- [ASSIGNMENT]: From the records below, set down exactly the lines starting with the line that contains "230L332 228L329 226L310" and going on through the line that contains "positive clicks: (99, 410)". Nothing else is wanted.

- [DATA FOR THIS TASK]:
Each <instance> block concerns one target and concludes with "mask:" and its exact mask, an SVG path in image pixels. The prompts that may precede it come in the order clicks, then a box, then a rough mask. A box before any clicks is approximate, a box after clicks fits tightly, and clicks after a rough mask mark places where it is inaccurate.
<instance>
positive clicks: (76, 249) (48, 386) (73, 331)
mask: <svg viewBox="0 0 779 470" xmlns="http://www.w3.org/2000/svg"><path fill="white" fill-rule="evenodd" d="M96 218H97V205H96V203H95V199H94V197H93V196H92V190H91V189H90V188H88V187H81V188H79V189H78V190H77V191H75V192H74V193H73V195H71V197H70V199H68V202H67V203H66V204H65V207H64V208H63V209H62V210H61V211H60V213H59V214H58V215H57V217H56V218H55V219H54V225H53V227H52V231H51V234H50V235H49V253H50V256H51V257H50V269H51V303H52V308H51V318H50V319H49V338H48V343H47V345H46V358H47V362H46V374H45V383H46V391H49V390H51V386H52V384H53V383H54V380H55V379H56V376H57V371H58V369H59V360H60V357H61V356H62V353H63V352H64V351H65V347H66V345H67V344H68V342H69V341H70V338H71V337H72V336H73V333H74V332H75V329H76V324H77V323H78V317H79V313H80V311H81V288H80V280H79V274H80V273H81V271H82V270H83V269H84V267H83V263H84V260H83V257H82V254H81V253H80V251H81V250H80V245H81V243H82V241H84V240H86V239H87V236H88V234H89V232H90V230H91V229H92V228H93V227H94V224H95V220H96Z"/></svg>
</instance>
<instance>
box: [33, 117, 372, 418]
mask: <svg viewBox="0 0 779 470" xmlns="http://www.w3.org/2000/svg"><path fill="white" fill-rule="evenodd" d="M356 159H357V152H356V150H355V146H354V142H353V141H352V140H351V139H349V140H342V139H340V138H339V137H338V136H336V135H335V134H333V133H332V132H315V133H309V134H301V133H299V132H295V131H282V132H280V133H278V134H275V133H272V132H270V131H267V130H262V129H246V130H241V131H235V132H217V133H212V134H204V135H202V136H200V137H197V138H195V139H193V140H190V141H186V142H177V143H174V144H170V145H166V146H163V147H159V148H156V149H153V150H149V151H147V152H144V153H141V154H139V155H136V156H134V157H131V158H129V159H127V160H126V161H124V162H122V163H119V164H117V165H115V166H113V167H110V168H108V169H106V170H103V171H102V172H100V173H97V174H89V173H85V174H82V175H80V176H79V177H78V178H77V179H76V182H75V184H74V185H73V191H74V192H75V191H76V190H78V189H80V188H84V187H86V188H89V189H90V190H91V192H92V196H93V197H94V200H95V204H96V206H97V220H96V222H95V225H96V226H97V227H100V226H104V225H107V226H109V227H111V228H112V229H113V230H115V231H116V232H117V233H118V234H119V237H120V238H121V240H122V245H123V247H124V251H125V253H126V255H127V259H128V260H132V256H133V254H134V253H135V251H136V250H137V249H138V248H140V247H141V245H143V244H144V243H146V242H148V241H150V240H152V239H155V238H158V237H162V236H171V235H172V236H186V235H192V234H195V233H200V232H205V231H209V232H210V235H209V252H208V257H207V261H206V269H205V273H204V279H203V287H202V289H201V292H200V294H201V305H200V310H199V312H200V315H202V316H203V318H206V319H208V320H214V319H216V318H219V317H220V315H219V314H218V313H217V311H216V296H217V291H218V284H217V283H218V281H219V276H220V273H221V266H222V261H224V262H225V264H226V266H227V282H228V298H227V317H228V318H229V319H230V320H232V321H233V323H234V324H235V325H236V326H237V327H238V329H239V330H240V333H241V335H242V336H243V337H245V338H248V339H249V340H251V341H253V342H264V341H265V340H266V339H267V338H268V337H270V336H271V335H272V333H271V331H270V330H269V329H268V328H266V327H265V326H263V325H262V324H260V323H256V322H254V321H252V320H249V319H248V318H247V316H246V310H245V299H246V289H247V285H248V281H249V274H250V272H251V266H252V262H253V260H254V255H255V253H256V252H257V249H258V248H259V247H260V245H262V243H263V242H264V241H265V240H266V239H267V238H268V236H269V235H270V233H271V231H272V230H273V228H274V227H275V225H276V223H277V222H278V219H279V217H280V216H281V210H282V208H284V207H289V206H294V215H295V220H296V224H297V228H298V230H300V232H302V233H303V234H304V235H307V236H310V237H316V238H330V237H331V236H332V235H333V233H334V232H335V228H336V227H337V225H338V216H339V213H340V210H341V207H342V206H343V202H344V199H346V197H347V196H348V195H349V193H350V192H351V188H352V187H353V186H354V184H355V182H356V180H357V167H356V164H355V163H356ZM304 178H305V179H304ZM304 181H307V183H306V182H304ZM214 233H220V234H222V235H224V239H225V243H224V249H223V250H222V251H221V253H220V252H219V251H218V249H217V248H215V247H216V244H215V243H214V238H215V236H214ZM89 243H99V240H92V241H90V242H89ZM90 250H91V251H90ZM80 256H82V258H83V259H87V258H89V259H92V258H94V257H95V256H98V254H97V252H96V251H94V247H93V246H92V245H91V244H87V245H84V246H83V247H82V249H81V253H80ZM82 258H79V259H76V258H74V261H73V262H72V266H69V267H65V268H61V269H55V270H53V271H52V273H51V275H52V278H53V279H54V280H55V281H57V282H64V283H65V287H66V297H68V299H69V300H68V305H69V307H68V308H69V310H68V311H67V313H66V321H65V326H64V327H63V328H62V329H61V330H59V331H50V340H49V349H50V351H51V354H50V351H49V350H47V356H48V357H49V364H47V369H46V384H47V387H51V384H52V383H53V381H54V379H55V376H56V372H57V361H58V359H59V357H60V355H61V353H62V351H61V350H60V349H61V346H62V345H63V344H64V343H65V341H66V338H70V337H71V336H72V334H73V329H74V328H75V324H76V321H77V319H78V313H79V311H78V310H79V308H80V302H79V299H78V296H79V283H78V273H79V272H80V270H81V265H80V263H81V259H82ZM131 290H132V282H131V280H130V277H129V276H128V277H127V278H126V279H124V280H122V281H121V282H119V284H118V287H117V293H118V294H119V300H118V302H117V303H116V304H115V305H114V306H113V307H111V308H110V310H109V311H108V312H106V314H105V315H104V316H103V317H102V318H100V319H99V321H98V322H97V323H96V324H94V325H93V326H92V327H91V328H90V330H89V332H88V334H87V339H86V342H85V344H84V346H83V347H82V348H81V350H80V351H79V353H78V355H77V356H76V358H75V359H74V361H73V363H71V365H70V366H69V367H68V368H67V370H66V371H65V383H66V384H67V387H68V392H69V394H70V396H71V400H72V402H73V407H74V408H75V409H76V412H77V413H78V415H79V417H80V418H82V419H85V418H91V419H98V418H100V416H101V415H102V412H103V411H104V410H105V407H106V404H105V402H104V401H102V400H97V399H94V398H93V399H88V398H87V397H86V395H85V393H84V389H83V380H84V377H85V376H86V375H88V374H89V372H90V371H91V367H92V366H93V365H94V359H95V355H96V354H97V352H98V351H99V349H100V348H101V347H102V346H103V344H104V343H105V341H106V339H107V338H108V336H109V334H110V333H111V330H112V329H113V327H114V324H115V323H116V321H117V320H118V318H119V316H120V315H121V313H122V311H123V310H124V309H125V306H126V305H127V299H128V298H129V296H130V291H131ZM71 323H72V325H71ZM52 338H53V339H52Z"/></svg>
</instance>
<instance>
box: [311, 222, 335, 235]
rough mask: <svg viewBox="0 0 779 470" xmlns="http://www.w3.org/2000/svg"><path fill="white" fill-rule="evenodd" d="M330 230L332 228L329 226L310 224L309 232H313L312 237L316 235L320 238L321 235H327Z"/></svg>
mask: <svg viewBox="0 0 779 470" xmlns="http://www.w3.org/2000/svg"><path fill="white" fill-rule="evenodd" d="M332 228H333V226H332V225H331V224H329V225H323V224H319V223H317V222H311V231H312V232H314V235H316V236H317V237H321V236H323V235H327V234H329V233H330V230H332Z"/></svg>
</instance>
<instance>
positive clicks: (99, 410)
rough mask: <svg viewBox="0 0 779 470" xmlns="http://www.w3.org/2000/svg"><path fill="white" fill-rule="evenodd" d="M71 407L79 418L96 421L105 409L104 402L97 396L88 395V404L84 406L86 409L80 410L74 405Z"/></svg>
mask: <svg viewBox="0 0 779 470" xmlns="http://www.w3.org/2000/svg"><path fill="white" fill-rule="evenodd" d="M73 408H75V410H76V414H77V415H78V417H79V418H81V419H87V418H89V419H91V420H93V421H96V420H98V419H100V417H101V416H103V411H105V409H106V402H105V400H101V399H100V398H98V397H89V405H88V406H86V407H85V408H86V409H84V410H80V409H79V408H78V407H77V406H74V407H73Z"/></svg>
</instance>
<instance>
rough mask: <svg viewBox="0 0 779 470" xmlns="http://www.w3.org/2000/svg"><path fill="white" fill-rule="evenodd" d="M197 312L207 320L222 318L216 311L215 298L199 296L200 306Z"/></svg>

- [ANSWER]:
rough mask: <svg viewBox="0 0 779 470" xmlns="http://www.w3.org/2000/svg"><path fill="white" fill-rule="evenodd" d="M330 230L332 228L329 226L310 224L309 232H313L312 237L316 235L320 238L321 235H327Z"/></svg>
mask: <svg viewBox="0 0 779 470" xmlns="http://www.w3.org/2000/svg"><path fill="white" fill-rule="evenodd" d="M332 228H333V226H332V225H331V224H329V225H323V224H319V223H317V222H311V231H312V232H314V235H316V236H317V237H321V236H323V235H327V234H329V233H330V230H332Z"/></svg>
</instance>
<instance>
positive clicks: (99, 410)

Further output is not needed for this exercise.